## TEXT SECTION
The AI estimates the portion from the picture
Instead of asking you to pick a serving size from a dropdown, Mello looks at how much food is on the plate and estimates from there. A half cup of rice and a heaping bowl read differently, and the photo carries that information. You start from a real estimate of what you actually served yourself, not a generic serving the app guessed for everyone.
Adjust in two taps, no scale required
A photo cannot weigh food, so the estimate will not always nail it. That is fine. If the portion looks too big or too small, you drag it up or down in two taps and the calories follow. No kitchen scale, no measuring cups, no math. It is the speed of eyeballing it with a number attached, which is what most people need day to day.
Made for small GLP-1 appetites
On a GLP-1 medication, a standard serving is often way more than you eat. You take a few bites and you are full. Fixed serving sizes get this badly wrong and quietly overstate your intake. Because Mello starts from the photo and lets you scale the portion down fast, your log reflects the small amounts you actually eat, which matters when you are trying to hit protein without forcing food.


Questions and answers
How does it know my portion size?
It estimates from the photo, reading roughly how much food is on the plate. It is an estimate, not a weight, so you can adjust it if your serving was bigger or smaller than it looks.
Do I still need a kitchen scale?
No. The point is to skip the scale. You get a photo-based estimate and fine-tune the portion in two taps if needed.
Is this useful on GLP-1?
Yes. Small appetites make standard servings misleading. Starting from the photo and scaling down keeps your intake realistic on days you barely eat.

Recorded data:
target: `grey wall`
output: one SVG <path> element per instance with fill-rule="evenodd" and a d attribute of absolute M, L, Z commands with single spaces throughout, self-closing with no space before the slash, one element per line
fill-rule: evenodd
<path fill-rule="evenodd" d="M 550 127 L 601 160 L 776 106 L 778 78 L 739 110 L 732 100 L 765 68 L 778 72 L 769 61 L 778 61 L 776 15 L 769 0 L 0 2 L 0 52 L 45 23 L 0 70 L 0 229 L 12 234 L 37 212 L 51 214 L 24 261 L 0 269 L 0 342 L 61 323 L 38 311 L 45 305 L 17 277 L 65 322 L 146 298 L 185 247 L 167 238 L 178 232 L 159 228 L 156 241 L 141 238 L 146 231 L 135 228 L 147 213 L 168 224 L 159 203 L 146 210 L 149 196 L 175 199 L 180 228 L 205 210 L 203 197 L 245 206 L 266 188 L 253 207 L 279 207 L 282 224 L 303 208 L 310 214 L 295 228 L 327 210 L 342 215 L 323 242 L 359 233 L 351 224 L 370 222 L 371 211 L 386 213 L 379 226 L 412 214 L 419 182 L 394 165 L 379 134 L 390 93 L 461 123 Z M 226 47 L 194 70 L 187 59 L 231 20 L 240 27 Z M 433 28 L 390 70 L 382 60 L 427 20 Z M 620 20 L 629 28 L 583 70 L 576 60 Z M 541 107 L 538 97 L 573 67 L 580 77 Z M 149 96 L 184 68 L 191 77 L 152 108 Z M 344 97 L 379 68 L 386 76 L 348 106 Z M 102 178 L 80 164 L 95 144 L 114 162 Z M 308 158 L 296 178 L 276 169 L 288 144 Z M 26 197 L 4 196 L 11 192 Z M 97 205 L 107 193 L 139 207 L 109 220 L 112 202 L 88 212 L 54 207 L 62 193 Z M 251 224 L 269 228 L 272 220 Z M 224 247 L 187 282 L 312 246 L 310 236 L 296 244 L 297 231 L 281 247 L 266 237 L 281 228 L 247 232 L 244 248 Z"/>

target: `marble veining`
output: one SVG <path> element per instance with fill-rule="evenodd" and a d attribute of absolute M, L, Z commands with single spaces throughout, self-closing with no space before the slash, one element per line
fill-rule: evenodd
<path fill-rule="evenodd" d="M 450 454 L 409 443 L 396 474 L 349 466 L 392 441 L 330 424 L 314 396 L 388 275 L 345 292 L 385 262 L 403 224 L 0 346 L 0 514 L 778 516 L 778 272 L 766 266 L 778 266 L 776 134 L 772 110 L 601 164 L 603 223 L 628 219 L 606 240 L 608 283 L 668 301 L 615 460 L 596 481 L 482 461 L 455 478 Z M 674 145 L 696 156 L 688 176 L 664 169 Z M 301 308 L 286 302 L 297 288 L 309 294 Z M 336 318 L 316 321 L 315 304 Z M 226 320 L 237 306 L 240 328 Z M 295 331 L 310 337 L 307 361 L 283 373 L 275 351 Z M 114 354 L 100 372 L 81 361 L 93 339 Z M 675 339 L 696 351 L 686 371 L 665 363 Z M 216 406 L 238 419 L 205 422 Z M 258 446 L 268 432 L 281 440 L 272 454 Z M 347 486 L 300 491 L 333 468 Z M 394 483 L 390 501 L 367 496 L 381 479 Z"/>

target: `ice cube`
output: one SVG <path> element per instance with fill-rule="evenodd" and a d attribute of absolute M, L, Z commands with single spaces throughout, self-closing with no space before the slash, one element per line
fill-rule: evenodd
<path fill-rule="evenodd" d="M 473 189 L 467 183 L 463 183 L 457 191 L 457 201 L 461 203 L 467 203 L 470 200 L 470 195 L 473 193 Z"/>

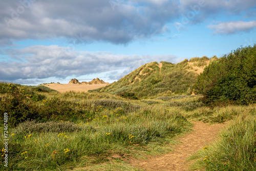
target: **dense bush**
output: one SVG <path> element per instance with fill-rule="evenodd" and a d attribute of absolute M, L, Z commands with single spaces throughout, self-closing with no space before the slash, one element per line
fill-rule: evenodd
<path fill-rule="evenodd" d="M 211 63 L 195 89 L 205 103 L 256 103 L 256 45 L 241 48 Z"/>

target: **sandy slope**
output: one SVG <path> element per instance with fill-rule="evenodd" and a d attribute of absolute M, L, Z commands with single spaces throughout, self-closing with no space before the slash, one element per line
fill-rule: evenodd
<path fill-rule="evenodd" d="M 63 84 L 52 83 L 42 85 L 46 86 L 51 89 L 57 90 L 61 93 L 73 91 L 75 92 L 87 92 L 88 90 L 97 89 L 101 87 L 105 87 L 108 84 Z"/>

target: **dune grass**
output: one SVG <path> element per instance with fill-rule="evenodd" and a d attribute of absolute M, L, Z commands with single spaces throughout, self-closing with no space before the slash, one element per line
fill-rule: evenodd
<path fill-rule="evenodd" d="M 102 92 L 0 86 L 0 111 L 10 116 L 10 170 L 140 170 L 126 161 L 168 153 L 177 136 L 189 131 L 191 120 L 214 123 L 233 119 L 216 145 L 194 157 L 198 161 L 193 168 L 254 169 L 255 105 L 209 107 L 198 101 L 200 96 L 185 94 L 136 100 Z M 221 145 L 225 153 L 217 147 Z M 234 152 L 241 156 L 230 156 Z M 3 163 L 0 169 L 6 169 Z"/>
<path fill-rule="evenodd" d="M 192 169 L 256 170 L 256 116 L 248 112 L 235 117 L 215 143 L 190 158 L 196 160 Z"/>

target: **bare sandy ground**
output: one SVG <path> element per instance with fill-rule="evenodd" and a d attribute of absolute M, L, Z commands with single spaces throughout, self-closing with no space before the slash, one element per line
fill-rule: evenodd
<path fill-rule="evenodd" d="M 187 170 L 190 163 L 186 159 L 199 149 L 210 144 L 219 132 L 227 124 L 218 123 L 208 125 L 199 121 L 193 121 L 195 131 L 180 138 L 182 143 L 174 146 L 175 151 L 165 155 L 151 157 L 147 160 L 132 160 L 136 167 L 147 171 Z"/>
<path fill-rule="evenodd" d="M 49 88 L 50 89 L 57 90 L 57 91 L 64 93 L 73 91 L 74 92 L 87 92 L 88 90 L 97 89 L 103 87 L 105 87 L 108 84 L 58 84 L 58 83 L 52 83 L 48 84 L 44 86 Z"/>

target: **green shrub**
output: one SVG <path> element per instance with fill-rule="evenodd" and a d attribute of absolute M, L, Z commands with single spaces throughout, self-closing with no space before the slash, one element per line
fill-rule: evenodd
<path fill-rule="evenodd" d="M 27 120 L 40 119 L 37 108 L 26 102 L 24 96 L 16 94 L 14 96 L 1 98 L 0 113 L 8 114 L 8 125 L 15 126 Z M 0 115 L 4 120 L 4 115 Z"/>
<path fill-rule="evenodd" d="M 231 52 L 212 62 L 194 89 L 206 104 L 256 103 L 256 45 Z"/>

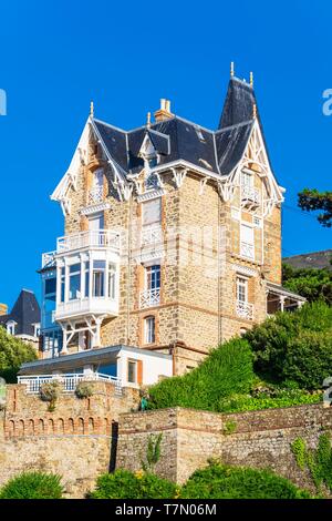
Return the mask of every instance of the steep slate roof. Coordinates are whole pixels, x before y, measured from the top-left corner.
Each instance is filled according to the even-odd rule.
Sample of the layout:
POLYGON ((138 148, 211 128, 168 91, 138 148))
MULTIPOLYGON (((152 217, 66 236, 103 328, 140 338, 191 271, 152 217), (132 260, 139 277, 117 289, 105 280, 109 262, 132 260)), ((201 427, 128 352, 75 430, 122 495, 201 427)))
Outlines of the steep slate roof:
MULTIPOLYGON (((93 121, 110 156, 125 175, 142 170, 144 162, 138 153, 148 134, 159 153, 159 165, 184 160, 224 176, 232 171, 245 152, 255 122, 253 104, 252 88, 245 81, 231 78, 217 131, 204 129, 179 116, 129 132, 100 120, 93 121)), ((258 111, 257 118, 260 124, 258 111)))
POLYGON ((34 335, 33 324, 40 323, 40 307, 34 293, 22 289, 11 313, 0 316, 0 326, 9 320, 17 323, 15 335, 34 335))
POLYGON ((303 253, 301 255, 293 255, 292 257, 284 257, 282 260, 293 268, 328 268, 332 270, 330 260, 332 259, 332 249, 324 249, 322 252, 303 253))

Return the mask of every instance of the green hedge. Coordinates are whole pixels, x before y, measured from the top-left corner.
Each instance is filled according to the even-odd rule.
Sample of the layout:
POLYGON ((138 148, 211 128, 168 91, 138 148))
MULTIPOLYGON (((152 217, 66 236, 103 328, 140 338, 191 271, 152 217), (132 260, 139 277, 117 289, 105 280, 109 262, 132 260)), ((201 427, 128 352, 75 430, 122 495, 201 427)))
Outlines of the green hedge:
POLYGON ((184 499, 309 499, 309 492, 269 470, 211 463, 183 487, 184 499))
POLYGON ((177 486, 148 472, 129 472, 118 469, 111 474, 102 474, 90 499, 173 499, 177 486))
POLYGON ((14 384, 21 365, 37 358, 37 350, 33 346, 8 335, 0 326, 0 377, 4 378, 8 384, 14 384))
POLYGON ((198 368, 149 388, 148 408, 194 407, 218 410, 234 392, 248 392, 255 379, 248 341, 236 338, 211 351, 198 368))
POLYGON ((332 308, 323 303, 305 305, 295 313, 279 313, 246 334, 256 372, 304 389, 321 389, 331 376, 332 308))
POLYGON ((0 489, 0 499, 61 499, 62 493, 60 476, 23 472, 0 489))

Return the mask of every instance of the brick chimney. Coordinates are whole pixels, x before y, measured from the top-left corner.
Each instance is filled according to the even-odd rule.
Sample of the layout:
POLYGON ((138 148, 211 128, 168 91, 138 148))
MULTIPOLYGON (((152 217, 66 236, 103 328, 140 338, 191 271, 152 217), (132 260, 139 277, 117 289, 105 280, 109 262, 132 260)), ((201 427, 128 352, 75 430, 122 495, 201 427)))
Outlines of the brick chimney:
POLYGON ((162 98, 160 109, 154 113, 154 116, 157 122, 169 120, 169 118, 173 118, 173 114, 170 112, 170 101, 165 100, 165 98, 162 98))
POLYGON ((8 306, 7 304, 0 304, 0 316, 8 315, 8 306))

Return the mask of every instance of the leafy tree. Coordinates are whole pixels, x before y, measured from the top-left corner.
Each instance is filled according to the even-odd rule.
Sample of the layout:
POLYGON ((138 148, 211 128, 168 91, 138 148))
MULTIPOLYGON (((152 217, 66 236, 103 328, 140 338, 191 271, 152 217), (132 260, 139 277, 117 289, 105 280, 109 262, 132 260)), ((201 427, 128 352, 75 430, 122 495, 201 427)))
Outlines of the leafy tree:
POLYGON ((184 499, 309 499, 309 492, 270 470, 218 462, 196 470, 183 487, 184 499))
POLYGON ((298 205, 305 212, 322 211, 319 223, 329 228, 332 226, 332 192, 304 188, 299 193, 298 205))
POLYGON ((0 499, 61 499, 63 488, 58 474, 23 472, 0 490, 0 499))
POLYGON ((284 287, 302 295, 308 302, 323 300, 332 306, 332 270, 293 268, 283 264, 282 280, 284 287))
POLYGON ((8 335, 4 328, 0 327, 0 376, 7 382, 15 382, 20 366, 35 359, 37 351, 33 346, 8 335))

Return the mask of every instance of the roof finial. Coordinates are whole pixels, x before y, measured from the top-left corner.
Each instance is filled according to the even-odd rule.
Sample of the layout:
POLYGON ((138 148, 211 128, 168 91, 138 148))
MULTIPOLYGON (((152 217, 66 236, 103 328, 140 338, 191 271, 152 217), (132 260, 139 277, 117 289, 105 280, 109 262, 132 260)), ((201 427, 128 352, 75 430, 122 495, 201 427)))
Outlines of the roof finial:
POLYGON ((151 127, 151 112, 148 112, 147 115, 146 115, 146 126, 148 129, 151 127))
POLYGON ((250 86, 253 89, 253 72, 250 71, 250 86))
POLYGON ((234 72, 234 61, 230 62, 230 78, 232 78, 235 74, 234 72))

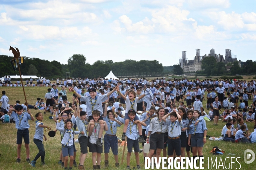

## EXERCISE SET
1. Reproduce the portion estimation text from "It estimates from" to "you barely eat.".
2. In the portion estimation text, how many taps does it take to adjust the estimated portion?

## ANSWERS FOR THIS EXERCISE
1.
It estimates from the photo, reading roughly how much food is on the plate. It is an estimate, not a weight, so you can adjust it if your serving was bigger or smaller than it looks.
Do I still need a kitchen scale?
No. The point is to skip the scale. You get a photo-based estimate and fine-tune the portion in two taps if needed.
Is this useful on GLP-1?
Yes. Small appetites make standard servings misleading. Starting from the photo and scaling down keeps your intake realistic on days you barely eat.

2. Two taps.